Task 1 ->
Edit the entries from the line containing "of the railing" through the end of the entries, inclusive, so that "metal handrail" becomes "steel handrail" and nothing else changes. Return only those lines.

Text block ->
• • • • • • •

# She's Feeling Stuck



## Johnny2spott (May 2, 2011)

Hey guys. My wife and I married young (21 and 20) and we've been at it for a year and a half.

I'm really at a loss. I knew that we'd have problems but I thought that at least she'd always want to be my friend and that would carry us through the rough parts. This idea began to be deterred early on when she would become anxious because we're not doing well financially and I realized that we had made a mistake. Our comfort to each other (pre-marriage) was that we would struggle financially but we would always know that it's not the end of the road for us and we'll okay. When the struggling came, she was less-than optimistic/comforting. I took it as a difficulty with change because we'd only been married 6 months and I'd lost my job due to lay-offs. That wasn't the case. We repeated a pattern of arguing about why she was dissatisfied with our marriage and it would always conclude with the same truth: She doesn't like me - She doesn't want to be my wife. We got pregnant and things looked like they were turning around. I guess it's because I was working and there was no REAL trouble. We had a son earlier this year and, again, we've fallen into hardship. This time, it's come out once more that she is unhappy with me. It's not that she is trying to get adjusted; just doesn't like me as a person. She says that she's stuck with me now because we have a child together.

I love her dearly but this obvious lack of companionship and compatibility drives a mental wedge into my mind. Now, I don't trust her when she tells me that she loves me. I don't see a positive outcome when I examine this situation. She's told me that she felt coerced into this and she's threatened to leave me before. I'm convinced that she's just here to conform me into a different person so that she can sleep comfortably knowing that she didn't have to divorce me to be happy. I know I'm not perfect but I thought she'd always love me anyway.


----------



## Conrad (Aug 6, 2010)

http://talkaboutmarriage.com/mens-clubhouse/18181-man-up-nice-guy-reference.html

You'll see yourself here.

Ping us with any questions.


----------



## the guy (Aug 3, 2010)

Folks can be unpredictable and unreconizable when they feelstuck,trapped or cornered. Quitely keep an eye on her. I would hate to think she does something she will regret or a mistake she can't take back.

This is important stuff, take her serious and take the steps to fix your marriage.

Her kind of talk is a warning so please get help. when they get like this, alls it takes is the wind to blow a differant direction and bamb she's not that same person any more.

Most likely you fancy your self a good provider and family man...be a good husband and treat your wife like some hot chick.. not a wife, or someone else will.


----------



## alphaomega (Nov 7, 2010)

Your sure taking a lot of crap and seem to not realize your being treated as a doormat.

Take Conrad 's advise. You are being a Nice Guy. Go read the forums on manning up.

• • • • • • •

Material provided ->
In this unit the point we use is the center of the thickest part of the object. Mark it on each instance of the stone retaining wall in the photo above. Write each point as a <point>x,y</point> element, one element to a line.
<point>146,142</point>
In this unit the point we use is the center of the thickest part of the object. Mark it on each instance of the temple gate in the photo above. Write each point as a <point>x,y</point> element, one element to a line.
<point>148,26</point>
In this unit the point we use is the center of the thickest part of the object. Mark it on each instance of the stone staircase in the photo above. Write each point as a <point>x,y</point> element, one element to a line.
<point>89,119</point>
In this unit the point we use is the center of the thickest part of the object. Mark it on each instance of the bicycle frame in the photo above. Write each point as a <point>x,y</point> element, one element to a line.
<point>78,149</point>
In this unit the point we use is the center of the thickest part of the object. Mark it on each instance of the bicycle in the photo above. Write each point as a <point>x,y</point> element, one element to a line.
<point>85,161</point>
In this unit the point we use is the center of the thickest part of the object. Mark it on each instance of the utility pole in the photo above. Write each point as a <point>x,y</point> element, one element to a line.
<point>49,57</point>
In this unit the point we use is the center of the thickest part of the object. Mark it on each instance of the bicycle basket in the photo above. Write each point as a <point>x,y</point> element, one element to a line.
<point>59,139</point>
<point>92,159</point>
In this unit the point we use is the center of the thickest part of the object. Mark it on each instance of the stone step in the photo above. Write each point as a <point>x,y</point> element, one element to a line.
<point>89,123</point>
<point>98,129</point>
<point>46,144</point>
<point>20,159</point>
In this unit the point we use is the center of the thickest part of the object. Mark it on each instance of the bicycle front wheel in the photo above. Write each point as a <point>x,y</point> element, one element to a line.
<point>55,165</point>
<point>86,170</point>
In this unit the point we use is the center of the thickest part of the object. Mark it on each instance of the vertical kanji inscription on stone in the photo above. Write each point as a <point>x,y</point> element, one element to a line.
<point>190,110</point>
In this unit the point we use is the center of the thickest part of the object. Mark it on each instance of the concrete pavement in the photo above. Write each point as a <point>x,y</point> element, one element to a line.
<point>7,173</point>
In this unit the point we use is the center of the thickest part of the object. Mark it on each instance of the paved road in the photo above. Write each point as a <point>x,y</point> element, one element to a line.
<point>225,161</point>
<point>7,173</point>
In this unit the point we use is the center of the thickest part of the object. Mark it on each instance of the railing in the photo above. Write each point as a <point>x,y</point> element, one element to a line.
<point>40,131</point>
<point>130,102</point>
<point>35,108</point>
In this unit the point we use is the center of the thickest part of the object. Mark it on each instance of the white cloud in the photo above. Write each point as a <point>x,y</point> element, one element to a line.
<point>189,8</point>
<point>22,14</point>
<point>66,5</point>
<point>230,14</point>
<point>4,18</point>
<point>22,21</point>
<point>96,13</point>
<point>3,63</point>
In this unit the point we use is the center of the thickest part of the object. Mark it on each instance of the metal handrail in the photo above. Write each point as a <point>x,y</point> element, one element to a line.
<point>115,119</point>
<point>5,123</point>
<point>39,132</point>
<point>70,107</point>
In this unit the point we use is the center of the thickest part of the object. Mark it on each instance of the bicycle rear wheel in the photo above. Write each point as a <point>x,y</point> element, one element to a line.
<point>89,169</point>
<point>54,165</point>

• • • • • • •

Task 2 ->
Proceed with the forum thread about a wife who feels stuck in her marriage, picking up after its last post.

Reply 1 ->
In this unit the point we use is the center of the thickest part of the object. Mark it on each instance of the railing in the photo above. Write each point as a <point>x,y</point> element, one element to a line.
<point>40,131</point>
<point>130,102</point>
<point>35,108</point>
In this unit the point we use is the center of the thickest part of the object. Mark it on each instance of the white cloud in the photo above. Write each point as a <point>x,y</point> element, one element to a line.
<point>189,8</point>
<point>22,14</point>
<point>66,5</point>
<point>230,14</point>
<point>4,18</point>
<point>22,21</point>
<point>96,13</point>
<point>3,63</point>
In this unit the point we use is the center of the thickest part of the object. Mark it on each instance of the steel handrail in the photo above. Write each point as a <point>x,y</point> element, one element to a line.
<point>115,119</point>
<point>5,123</point>
<point>39,132</point>
<point>70,107</point>
In this unit the point we use is the center of the thickest part of the object. Mark it on each instance of the bicycle rear wheel in the photo above. Write each point as a <point>x,y</point> element, one element to a line.
<point>89,169</point>
<point>54,165</point>

Reply 2 ->
Btw. She told you she doesn't like you as a person? And you just took that? I would have gave her the ultimatum and told her to go find someone then that she does like as a person. Then packed her bags.

You will understand this logic after reading the nice guy link above.
_Posted via Mobile Device_


----------



## AFEH (May 18, 2010)

Instead of accepting responsibility for her own choices and actions your wife is blaming you for where her life is it. To be honest with you she sounds a bit “stupid”. Why on earth marry a person you don’t like and compound that with having a baby with him? That’s just sheer and utter stupidity.

It is also part of the “self made victim” mentality in that these people blame others for their negative life experiences. They become the most bitter and resentful of all people. If that’s the case with your wife then she has a lot of passive anger against you and she actually dislikes you.

It is a massive problem. Look to your wife’s mother. Do you see the same beliefs and behaviour there?

Bob


----------



## hotdogs (Aug 9, 2012)

I'm going to give a perspective from her side. I was her at one time or another during both of my marriages. As I have gotten older (I'm 30 now) and been through so much I have realized that it was me. Until I fixed me I was never going to be able to truly love anyone else. I still struggle. You are both young and still children in many ways. The first five years of marriage are so rough it's a wonder that anyone survives them. It's the real getting to know you phase. She's bucking back, mourning the last years of childhood. 

Hopefully you can talk to her and ask her to get some counseling from an older, wiser matronly figure like her mom or grandmother. Or if you can afford it, professional counseling. She has to find her own way to herself.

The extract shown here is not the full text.